- **EXERCISE INSTRUCTIONS**
- a) In the dengue account below, reproduce word for word the passage between "The nurse triaging" and "drinks like ribena.", inclusive.
- b) Answer these questions about the dengue account below, each from the facts it states:
(i) What temperature was taken at the hospital's glass door?
(ii) Which dengue test came back positive?
(iii) How much rest at home was granted?
- c) From the dengue account below, list every place the writer and the girls went to during their day out before heading home.

- **TEXT SHOWN**
It must be one of the most trying and tiring times of my existence thus far. Dengue hurts. Spent a good time tossing and turning in bed. Every joint on my frail body was aching. Breakbone fever is an appropriate name. It wasn't going to be " that bad" so I thought in the beginning - I wasn't hospitalised.
It all began after a long day out with my girls, all 3 - we went to Kent Ridge Park, hiked our way to a picnic at Hort Park before heading to Vivocity for water play only to be interrupted by rain. We had dinner at Secret Recipe before cabbing home. The girls were good, no major incidents. They slept through the cab ride home. It was a day well spent.
I recalled my body aching bad when I got home, it must from carrying Rayyan a good part of the day. It grew into a fever, so I took some aspirin because we have aspirin at home. That was midnight.
The fever didn't subside. 1 more dose of aspirin in the early morning and I knew it wasn't just a fever. 8am, with a body febrile and aching, I made my way to Khoo Teck Puat Hospital. Mind you, it was sunday - a day before Chinese New Year.
The hospital was bare. It was one of those quiet mornings. I had noone in front of my queue. Temperature taken at the glass door was 39.1degC. That's hot.
The nurse triaging me was a friend, didn't take much to convince her that I knew I was having dengue. The doctor who I saw just 10 minutes after also agreed that it might be dengue but due to the recency of the fever, blood tests might show a false positive. But we took the blood tests and I waited for an hour, buying ribena at the hospital's 24h convenience store - my attending doctor shared his experience surviving dengue on isotonic drinks like ribena.
An hour later - the results came back. Dengue IgM Antibodies: negative but Dengue NS1 : positive. Test results conclusive of a fresh dengue infection. Platelets were still high but not my spirits. My discharge temperature: 38.1degC. One week of rest at home though termed "Hospitalisation Leave" was granted.

- **RECORD EXCERPTS**
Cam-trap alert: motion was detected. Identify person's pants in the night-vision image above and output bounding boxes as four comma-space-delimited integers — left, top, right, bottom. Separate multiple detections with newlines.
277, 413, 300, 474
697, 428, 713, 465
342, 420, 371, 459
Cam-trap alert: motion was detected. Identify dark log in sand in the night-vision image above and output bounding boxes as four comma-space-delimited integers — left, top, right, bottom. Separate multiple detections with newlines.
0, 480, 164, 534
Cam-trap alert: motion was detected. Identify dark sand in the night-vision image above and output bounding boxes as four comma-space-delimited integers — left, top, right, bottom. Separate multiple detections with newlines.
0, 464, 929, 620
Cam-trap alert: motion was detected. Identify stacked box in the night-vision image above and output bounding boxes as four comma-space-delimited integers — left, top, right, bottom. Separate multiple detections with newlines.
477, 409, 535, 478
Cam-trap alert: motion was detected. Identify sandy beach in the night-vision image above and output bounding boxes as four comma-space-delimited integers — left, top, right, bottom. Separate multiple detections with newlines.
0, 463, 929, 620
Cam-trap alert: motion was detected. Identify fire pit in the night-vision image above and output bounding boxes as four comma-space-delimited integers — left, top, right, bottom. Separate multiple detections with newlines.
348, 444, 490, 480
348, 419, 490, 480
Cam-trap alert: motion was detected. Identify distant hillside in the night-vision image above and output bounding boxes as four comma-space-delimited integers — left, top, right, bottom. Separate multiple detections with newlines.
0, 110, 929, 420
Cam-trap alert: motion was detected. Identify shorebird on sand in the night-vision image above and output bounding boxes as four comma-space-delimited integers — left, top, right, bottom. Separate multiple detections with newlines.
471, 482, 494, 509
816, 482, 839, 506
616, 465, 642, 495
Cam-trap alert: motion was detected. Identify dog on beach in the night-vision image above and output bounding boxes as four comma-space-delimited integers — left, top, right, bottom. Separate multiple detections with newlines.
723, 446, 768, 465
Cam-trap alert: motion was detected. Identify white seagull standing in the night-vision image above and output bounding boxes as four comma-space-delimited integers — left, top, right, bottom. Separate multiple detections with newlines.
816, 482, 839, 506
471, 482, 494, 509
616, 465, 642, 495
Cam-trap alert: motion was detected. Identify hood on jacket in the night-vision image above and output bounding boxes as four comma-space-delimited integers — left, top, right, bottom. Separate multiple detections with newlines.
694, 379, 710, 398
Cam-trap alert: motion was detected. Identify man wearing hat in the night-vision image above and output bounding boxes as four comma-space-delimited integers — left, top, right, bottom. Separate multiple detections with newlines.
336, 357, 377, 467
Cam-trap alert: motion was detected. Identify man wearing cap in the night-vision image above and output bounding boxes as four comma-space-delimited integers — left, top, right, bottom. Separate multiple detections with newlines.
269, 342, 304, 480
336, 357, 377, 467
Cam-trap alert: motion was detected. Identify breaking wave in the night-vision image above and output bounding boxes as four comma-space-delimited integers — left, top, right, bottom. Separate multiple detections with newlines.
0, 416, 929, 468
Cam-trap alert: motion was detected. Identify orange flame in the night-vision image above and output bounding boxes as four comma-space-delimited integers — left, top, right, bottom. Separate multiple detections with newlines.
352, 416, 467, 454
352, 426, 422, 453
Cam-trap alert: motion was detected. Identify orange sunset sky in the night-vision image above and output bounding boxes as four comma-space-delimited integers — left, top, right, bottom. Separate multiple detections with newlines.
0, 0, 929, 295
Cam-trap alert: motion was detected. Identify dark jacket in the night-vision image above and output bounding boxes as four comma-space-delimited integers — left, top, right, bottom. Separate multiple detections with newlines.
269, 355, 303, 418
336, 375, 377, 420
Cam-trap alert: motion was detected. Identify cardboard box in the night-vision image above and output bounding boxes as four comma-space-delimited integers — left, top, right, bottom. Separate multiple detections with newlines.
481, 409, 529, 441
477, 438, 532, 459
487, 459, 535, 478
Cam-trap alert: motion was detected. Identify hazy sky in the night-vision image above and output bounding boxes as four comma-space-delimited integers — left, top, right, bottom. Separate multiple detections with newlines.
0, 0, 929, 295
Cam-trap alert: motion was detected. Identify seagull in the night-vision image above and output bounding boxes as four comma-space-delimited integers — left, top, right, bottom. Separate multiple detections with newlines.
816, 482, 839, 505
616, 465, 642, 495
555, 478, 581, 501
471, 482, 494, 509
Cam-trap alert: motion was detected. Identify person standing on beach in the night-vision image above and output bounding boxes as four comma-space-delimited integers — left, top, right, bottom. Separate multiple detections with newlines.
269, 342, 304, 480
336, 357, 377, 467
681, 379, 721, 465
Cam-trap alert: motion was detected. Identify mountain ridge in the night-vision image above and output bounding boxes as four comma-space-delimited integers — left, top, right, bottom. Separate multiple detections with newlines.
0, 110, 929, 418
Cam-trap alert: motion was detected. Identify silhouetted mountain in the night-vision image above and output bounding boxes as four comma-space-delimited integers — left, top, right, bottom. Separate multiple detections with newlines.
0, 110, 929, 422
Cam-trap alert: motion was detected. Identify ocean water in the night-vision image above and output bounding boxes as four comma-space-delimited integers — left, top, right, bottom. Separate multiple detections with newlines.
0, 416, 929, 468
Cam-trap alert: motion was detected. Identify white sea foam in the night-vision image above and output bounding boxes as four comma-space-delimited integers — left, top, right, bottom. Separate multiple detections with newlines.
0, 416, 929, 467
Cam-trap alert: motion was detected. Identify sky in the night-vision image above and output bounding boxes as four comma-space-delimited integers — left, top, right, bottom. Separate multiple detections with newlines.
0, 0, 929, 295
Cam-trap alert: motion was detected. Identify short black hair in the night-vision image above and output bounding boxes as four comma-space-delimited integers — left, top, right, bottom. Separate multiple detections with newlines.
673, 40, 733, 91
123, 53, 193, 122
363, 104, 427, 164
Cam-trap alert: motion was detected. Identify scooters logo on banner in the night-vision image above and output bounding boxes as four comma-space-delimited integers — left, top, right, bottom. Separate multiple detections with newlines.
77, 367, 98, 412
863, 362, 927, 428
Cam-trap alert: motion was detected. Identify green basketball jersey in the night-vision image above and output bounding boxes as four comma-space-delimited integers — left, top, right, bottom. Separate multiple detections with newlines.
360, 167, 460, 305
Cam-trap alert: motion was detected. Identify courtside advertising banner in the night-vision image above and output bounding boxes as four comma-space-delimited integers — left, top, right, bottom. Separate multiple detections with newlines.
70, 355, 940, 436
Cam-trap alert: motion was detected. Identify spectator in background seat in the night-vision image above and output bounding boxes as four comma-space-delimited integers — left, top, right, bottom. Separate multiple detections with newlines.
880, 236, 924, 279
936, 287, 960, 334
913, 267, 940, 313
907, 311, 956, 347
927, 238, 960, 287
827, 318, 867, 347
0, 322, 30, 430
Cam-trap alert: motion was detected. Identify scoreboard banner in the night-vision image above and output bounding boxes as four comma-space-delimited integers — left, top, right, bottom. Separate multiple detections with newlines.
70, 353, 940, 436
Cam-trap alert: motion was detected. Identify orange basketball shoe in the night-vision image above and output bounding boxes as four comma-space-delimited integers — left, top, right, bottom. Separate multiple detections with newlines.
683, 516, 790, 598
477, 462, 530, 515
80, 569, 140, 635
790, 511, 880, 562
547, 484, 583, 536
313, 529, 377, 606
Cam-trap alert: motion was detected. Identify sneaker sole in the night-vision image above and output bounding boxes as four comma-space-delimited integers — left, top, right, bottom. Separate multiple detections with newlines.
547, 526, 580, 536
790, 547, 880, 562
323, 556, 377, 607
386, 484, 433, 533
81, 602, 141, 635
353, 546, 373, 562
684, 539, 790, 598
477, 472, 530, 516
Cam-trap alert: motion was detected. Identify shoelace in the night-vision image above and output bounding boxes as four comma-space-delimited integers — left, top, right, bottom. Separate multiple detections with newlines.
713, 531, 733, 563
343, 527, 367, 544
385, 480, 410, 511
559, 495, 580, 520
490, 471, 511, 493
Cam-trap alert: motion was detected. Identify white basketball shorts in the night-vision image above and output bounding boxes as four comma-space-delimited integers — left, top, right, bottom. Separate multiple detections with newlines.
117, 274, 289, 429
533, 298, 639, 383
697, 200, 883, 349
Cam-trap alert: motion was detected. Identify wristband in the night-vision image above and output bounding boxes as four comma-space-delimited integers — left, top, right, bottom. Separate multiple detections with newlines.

- **SOLUTIONS BY TASK**
- a)
The nurse triaging me was a friend, didn't take much to convince her that I knew I was having dengue. The doctor who I saw just 10 minutes after also agreed that it might be dengue but due to the recency of the fever, blood tests might show a false positive. But we took the blood tests and I waited for an hour, buying ribena at the hospital's 24h convenience store - my attending doctor shared his experience surviving dengue on isotonic drinks like ribena.

- b)
(i) 39.1degC
(ii) Dengue NS1
(iii) One week

- c) Kent Ridge Park, Hort Park, Vivocity, Secret Recipe